— start Data for this task —

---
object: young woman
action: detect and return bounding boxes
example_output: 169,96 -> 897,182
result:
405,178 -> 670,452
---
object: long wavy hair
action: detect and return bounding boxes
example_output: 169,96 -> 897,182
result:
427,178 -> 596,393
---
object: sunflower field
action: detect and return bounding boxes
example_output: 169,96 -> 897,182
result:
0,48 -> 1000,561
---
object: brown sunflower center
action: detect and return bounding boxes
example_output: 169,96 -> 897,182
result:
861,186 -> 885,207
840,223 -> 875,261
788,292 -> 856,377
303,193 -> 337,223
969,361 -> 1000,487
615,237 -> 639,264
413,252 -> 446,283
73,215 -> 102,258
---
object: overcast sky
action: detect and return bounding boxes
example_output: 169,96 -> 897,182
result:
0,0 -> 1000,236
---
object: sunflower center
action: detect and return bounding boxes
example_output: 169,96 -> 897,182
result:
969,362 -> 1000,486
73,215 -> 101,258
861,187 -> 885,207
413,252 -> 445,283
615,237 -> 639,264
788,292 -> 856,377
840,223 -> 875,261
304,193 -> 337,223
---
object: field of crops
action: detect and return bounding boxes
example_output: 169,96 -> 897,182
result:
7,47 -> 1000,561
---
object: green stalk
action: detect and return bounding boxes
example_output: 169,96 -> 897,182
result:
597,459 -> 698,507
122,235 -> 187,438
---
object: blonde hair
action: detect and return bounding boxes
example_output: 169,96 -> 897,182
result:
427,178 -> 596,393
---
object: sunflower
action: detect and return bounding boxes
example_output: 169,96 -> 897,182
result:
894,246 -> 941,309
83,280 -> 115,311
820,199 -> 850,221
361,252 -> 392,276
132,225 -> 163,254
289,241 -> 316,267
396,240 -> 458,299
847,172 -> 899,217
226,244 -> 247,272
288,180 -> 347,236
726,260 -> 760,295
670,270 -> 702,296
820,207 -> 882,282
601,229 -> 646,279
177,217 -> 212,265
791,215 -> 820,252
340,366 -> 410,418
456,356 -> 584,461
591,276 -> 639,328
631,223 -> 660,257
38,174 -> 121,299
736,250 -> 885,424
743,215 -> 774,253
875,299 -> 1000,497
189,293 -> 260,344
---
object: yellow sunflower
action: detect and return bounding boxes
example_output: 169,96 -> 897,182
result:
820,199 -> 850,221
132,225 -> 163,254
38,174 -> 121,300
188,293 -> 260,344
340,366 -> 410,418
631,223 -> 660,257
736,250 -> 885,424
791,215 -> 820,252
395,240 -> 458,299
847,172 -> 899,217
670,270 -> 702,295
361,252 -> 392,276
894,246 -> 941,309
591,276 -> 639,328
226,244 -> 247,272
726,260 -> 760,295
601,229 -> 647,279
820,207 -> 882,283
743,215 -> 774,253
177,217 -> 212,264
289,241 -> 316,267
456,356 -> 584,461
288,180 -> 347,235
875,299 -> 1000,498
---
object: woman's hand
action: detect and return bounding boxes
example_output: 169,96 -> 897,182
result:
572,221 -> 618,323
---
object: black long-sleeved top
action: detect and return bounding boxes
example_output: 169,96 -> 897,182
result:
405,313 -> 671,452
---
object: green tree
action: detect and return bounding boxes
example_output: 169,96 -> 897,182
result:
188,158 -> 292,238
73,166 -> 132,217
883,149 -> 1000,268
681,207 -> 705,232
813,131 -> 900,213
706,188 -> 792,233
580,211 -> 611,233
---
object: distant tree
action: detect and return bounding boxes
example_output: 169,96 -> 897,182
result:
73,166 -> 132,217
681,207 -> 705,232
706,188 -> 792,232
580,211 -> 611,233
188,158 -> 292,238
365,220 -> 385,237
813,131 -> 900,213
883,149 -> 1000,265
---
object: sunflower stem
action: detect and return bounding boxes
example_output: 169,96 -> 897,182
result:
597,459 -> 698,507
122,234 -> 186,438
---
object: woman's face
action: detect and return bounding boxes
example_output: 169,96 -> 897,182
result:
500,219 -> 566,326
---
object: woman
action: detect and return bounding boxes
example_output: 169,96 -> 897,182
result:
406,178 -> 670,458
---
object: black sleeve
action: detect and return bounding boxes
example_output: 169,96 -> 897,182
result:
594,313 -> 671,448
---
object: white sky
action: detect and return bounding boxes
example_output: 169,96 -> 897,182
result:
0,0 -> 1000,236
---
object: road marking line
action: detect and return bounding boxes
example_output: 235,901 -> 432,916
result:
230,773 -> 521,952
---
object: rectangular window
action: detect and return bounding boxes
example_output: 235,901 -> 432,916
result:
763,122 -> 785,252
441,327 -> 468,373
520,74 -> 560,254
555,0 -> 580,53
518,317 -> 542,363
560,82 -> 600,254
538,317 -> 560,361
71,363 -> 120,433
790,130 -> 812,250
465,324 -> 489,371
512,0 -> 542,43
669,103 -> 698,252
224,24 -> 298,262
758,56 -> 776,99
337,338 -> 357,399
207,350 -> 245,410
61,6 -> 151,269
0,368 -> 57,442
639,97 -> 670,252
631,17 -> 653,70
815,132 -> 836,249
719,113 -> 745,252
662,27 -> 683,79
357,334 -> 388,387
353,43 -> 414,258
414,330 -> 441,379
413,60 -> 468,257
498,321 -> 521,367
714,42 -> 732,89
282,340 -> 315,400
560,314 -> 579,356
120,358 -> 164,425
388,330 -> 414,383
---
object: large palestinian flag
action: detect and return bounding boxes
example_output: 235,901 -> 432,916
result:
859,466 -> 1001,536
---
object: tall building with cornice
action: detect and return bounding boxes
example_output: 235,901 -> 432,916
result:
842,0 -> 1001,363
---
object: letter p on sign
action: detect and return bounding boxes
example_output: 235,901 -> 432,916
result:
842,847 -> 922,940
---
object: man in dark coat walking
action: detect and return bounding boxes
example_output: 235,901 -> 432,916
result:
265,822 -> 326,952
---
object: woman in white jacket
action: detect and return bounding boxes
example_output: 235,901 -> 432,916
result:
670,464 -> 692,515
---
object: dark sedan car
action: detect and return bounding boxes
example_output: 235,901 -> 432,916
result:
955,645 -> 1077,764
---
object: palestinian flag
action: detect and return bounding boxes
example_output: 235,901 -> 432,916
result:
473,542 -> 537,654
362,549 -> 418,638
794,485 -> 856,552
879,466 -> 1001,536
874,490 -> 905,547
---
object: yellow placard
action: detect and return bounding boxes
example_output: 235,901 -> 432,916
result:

— end Data for this task —

**Problem details:**
Rewrite all of the lines above as a numbered list, leaving out any blank lines.

**Worked solution:**
1. ---
2. object: young woman
3. action: detect and return bounding boxes
4. example_output: 169,96 -> 897,182
5. result:
6. 405,178 -> 670,452
7. ---
8. object: long wavy hair
9. action: detect and return bounding boxes
10. example_output: 169,96 -> 897,182
11. result:
12. 427,178 -> 596,393
13. ---
14. object: sunflower field
15. action: detect and return bounding boxes
16. example_output: 169,96 -> 897,182
17. result:
18. 0,48 -> 1000,561
19. ---
20. object: brown sunflower center
21. action: detect and return bounding boxes
22. example_output: 169,96 -> 897,182
23. result:
24. 861,186 -> 885,207
25. 840,223 -> 875,261
26. 788,292 -> 856,377
27. 303,193 -> 337,223
28. 969,361 -> 1000,487
29. 615,237 -> 639,264
30. 413,252 -> 446,283
31. 73,215 -> 102,258
32. ---
33. object: overcast sky
34. action: detect and return bounding boxes
35. example_output: 169,96 -> 897,182
36. result:
37. 0,0 -> 1000,236
38. ---
39. object: sunflower center
40. action: detect and return bounding boxes
41. example_output: 169,96 -> 897,182
42. result:
43. 969,362 -> 1000,486
44. 73,215 -> 101,258
45. 861,187 -> 885,207
46. 413,252 -> 445,283
47. 615,237 -> 639,264
48. 788,292 -> 856,377
49. 840,223 -> 875,261
50. 304,193 -> 337,223
51. ---
52. object: field of crops
53. action: detect and return bounding boxes
54. example_output: 169,96 -> 897,182
55. result:
56. 7,47 -> 1000,561
57. ---
58. object: green stalk
59. action: detect and return bounding boxes
60. example_output: 169,96 -> 897,182
61. result:
62. 597,459 -> 698,507
63. 122,235 -> 187,438
64. ---
65. object: blonde hair
66. action: detect and return bounding boxes
67. example_output: 169,96 -> 897,182
68. result:
69. 427,178 -> 596,393
70. ---
71. object: sunflower
72. action: detect and return bounding boxes
73. example_output: 169,96 -> 897,182
74. result:
75. 894,246 -> 941,309
76. 83,280 -> 115,311
77. 820,199 -> 850,221
78. 361,252 -> 392,276
79. 132,225 -> 163,254
80. 289,241 -> 316,267
81. 396,240 -> 458,299
82. 847,172 -> 899,217
83. 226,244 -> 247,272
84. 288,180 -> 347,236
85. 726,260 -> 760,295
86. 670,270 -> 702,296
87. 820,207 -> 882,282
88. 601,229 -> 646,279
89. 177,217 -> 212,265
90. 791,215 -> 820,252
91. 340,366 -> 410,418
92. 456,356 -> 584,461
93. 591,276 -> 639,328
94. 631,223 -> 660,257
95. 38,174 -> 121,299
96. 736,250 -> 885,424
97. 743,215 -> 774,253
98. 875,299 -> 1000,497
99. 189,293 -> 260,344
100. ---
101. object: yellow sunflower
102. action: detect and return bounding boxes
103. example_output: 169,96 -> 897,182
104. result:
105. 820,199 -> 850,221
106. 132,225 -> 163,254
107. 38,174 -> 121,300
108. 188,293 -> 260,344
109. 340,366 -> 410,418
110. 631,223 -> 660,257
111. 736,250 -> 885,424
112. 791,215 -> 820,252
113. 395,240 -> 458,299
114. 847,172 -> 899,217
115. 670,270 -> 702,295
116. 361,252 -> 392,276
117. 894,246 -> 941,309
118. 591,276 -> 639,328
119. 226,244 -> 247,272
120. 726,260 -> 760,295
121. 601,229 -> 647,279
122. 820,207 -> 882,283
123. 743,215 -> 774,253
124. 177,217 -> 212,264
125. 289,241 -> 316,267
126. 456,356 -> 584,461
127. 288,180 -> 347,235
128. 875,299 -> 1000,498
129. ---
130. object: woman's hand
131. action: detect and return bounding boxes
132. example_output: 169,96 -> 897,182
133. result:
134. 572,221 -> 618,323
135. ---
136. object: black long-sleeved top
137. action: detect and return bounding boxes
138. example_output: 169,96 -> 897,182
139. result:
140. 405,313 -> 671,452
141. ---
142. object: green tree
143. action: detect and return bounding boxes
144. example_output: 169,96 -> 897,182
145. result:
146. 188,158 -> 292,238
147. 73,166 -> 132,217
148. 883,149 -> 1000,268
149. 681,207 -> 705,232
150. 813,131 -> 900,213
151. 706,188 -> 792,233
152. 580,211 -> 611,233
153. ---
154. object: distant tree
155. action: detect and return bounding boxes
156. example_output: 169,96 -> 897,182
157. result:
158. 73,166 -> 132,217
159. 681,207 -> 705,232
160. 706,188 -> 792,232
161. 580,211 -> 611,233
162. 188,158 -> 292,238
163. 365,220 -> 385,237
164. 813,131 -> 900,213
165. 883,149 -> 1000,265
166. ---
167. object: sunflower stem
168. action: detect and return bounding boxes
169. example_output: 169,96 -> 897,182
170. result:
171. 597,459 -> 698,507
172. 122,234 -> 186,438
173. ---
174. object: woman's face
175. action: detect and return bounding boxes
176. example_output: 169,96 -> 897,182
177. result:
178. 500,219 -> 566,326
179. ---
180. object: woman
181. action: detect and return bounding boxes
182. example_output: 169,96 -> 897,182
183. result:
184. 406,178 -> 670,458
185. ---
186. object: black sleeve
187. action: detect and return bounding boxes
188. example_output: 169,96 -> 897,182
189. result:
190. 594,313 -> 671,448
191. ---
192. object: white sky
193. action: detect and return bounding boxes
194. example_output: 169,96 -> 897,182
195. result:
196. 0,0 -> 1000,236
197. ---
198. object: road marking line
199. action: detect and return bounding boxes
200. example_output: 235,901 -> 432,916
201. result:
202. 230,773 -> 521,952
203. ---
204. object: rectangular window
205. action: detect and return bounding boxes
206. example_output: 235,901 -> 432,916
207. result:
208. 763,122 -> 785,252
209. 441,327 -> 468,373
210. 520,74 -> 560,254
211. 555,0 -> 580,53
212. 518,317 -> 542,363
213. 560,82 -> 600,254
214. 538,317 -> 560,361
215. 71,363 -> 120,433
216. 790,130 -> 812,250
217. 465,324 -> 489,371
218. 512,0 -> 542,43
219. 669,103 -> 698,252
220. 224,24 -> 298,262
221. 758,56 -> 776,99
222. 337,338 -> 357,399
223. 207,350 -> 245,410
224. 61,6 -> 151,269
225. 0,368 -> 57,442
226. 639,97 -> 670,252
227. 631,17 -> 653,70
228. 815,132 -> 836,249
229. 719,113 -> 745,252
230. 662,27 -> 683,79
231. 357,334 -> 388,387
232. 353,43 -> 414,258
233. 414,330 -> 441,379
234. 413,60 -> 468,257
235. 498,321 -> 521,367
236. 714,42 -> 732,89
237. 282,340 -> 315,400
238. 560,314 -> 579,356
239. 120,358 -> 164,425
240. 388,330 -> 414,383
241. ---
242. object: large palestinian flag
243. action: detect and return bounding boxes
244. example_output: 235,901 -> 432,916
245. result:
246. 859,466 -> 1001,536
247. ---
248. object: tall building with cornice
249. action: detect and return bounding boxes
250. example_output: 235,901 -> 432,916
251. result:
252. 842,0 -> 1001,363
253. ---
254. object: letter p on sign
255. action: detect and return bounding boxes
256. example_output: 235,901 -> 432,916
257. result:
258. 842,847 -> 922,940
259. ---
260. object: man in dark coat walking
261. action: detect and return bounding boxes
262. example_output: 235,901 -> 432,916
263. result:
264. 265,822 -> 326,952
265. ---
266. object: woman in white jacket
267. action: detect and return bounding boxes
268. example_output: 235,901 -> 432,916
269. result:
270. 670,464 -> 692,515
271. ---
272. object: dark sedan car
273. action: detect and return bounding boxes
274. example_output: 235,901 -> 432,916
275. result:
276. 955,645 -> 1077,764
277. ---
278. object: palestinian flag
279. action: detect and return bounding boxes
280. example_output: 235,901 -> 432,916
281. result:
282. 473,542 -> 537,654
283. 362,549 -> 418,638
284. 794,485 -> 856,552
285. 879,466 -> 1001,536
286. 874,490 -> 905,547
287. ---
288. object: yellow placard
289. action: detect and return bounding boxes
290. example_output: 235,901 -> 432,916
291. result:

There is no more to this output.